* [EXTRACTED INFORMATION]
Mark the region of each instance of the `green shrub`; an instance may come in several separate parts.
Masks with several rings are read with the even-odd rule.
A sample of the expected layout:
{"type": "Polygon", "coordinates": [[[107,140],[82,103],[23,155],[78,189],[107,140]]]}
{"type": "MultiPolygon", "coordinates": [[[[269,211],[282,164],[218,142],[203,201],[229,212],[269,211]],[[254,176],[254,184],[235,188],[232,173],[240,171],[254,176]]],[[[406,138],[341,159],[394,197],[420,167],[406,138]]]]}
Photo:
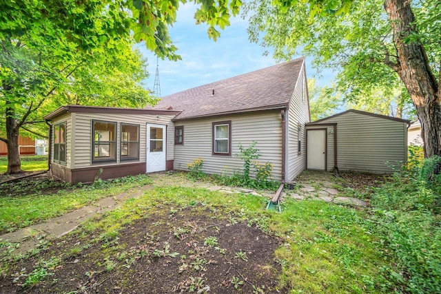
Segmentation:
{"type": "Polygon", "coordinates": [[[440,162],[433,157],[394,174],[372,198],[373,218],[396,261],[389,273],[398,291],[441,293],[441,178],[433,175],[440,162]]]}
{"type": "Polygon", "coordinates": [[[273,171],[273,164],[269,161],[260,163],[258,161],[253,162],[256,171],[256,180],[258,182],[267,182],[271,180],[271,175],[273,171]]]}
{"type": "Polygon", "coordinates": [[[190,178],[196,179],[201,178],[204,174],[202,171],[203,165],[203,158],[196,158],[192,162],[187,163],[187,167],[188,168],[188,174],[190,178]]]}
{"type": "Polygon", "coordinates": [[[243,160],[243,177],[246,181],[249,180],[249,171],[251,169],[251,160],[257,159],[260,157],[260,154],[258,154],[259,149],[255,148],[257,142],[253,141],[248,148],[244,147],[241,143],[239,143],[240,154],[235,154],[235,156],[243,160]]]}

* [EXERCISE DESCRIPTION] Reproduce the records above line for line, without any alterations, and leave the pictures out.

* [FULL RESPONSE]
Mark the region of each instance of the `green shrub`; an instance may come in several separate parts.
Masks with several rings are read with the even-odd rule.
A sample of the expected layout:
{"type": "Polygon", "coordinates": [[[107,140],[82,103],[23,155],[78,189],[107,140]]]}
{"type": "MultiPolygon", "coordinates": [[[[269,211],[282,164],[218,142],[203,201],[229,212],[269,211]],[[254,176],[254,184],[235,188],[232,173],[240,171],[254,176]]],[[[406,138],[341,159],[394,197],[420,167],[406,138]]]]}
Photo:
Segmentation:
{"type": "Polygon", "coordinates": [[[440,162],[433,157],[394,174],[372,198],[373,218],[396,261],[389,273],[398,291],[441,293],[441,178],[433,175],[440,162]]]}
{"type": "Polygon", "coordinates": [[[273,171],[273,164],[269,161],[260,163],[258,161],[253,162],[256,171],[256,180],[258,182],[267,182],[271,180],[271,175],[273,171]]]}
{"type": "Polygon", "coordinates": [[[190,178],[196,179],[201,178],[204,174],[202,171],[203,165],[203,158],[196,158],[192,162],[187,163],[187,167],[188,168],[188,174],[190,178]]]}
{"type": "Polygon", "coordinates": [[[243,160],[243,177],[246,181],[249,180],[249,171],[251,169],[251,160],[257,159],[260,157],[260,154],[258,154],[259,149],[255,148],[257,142],[253,141],[248,148],[244,147],[241,143],[239,143],[240,154],[235,154],[235,156],[243,160]]]}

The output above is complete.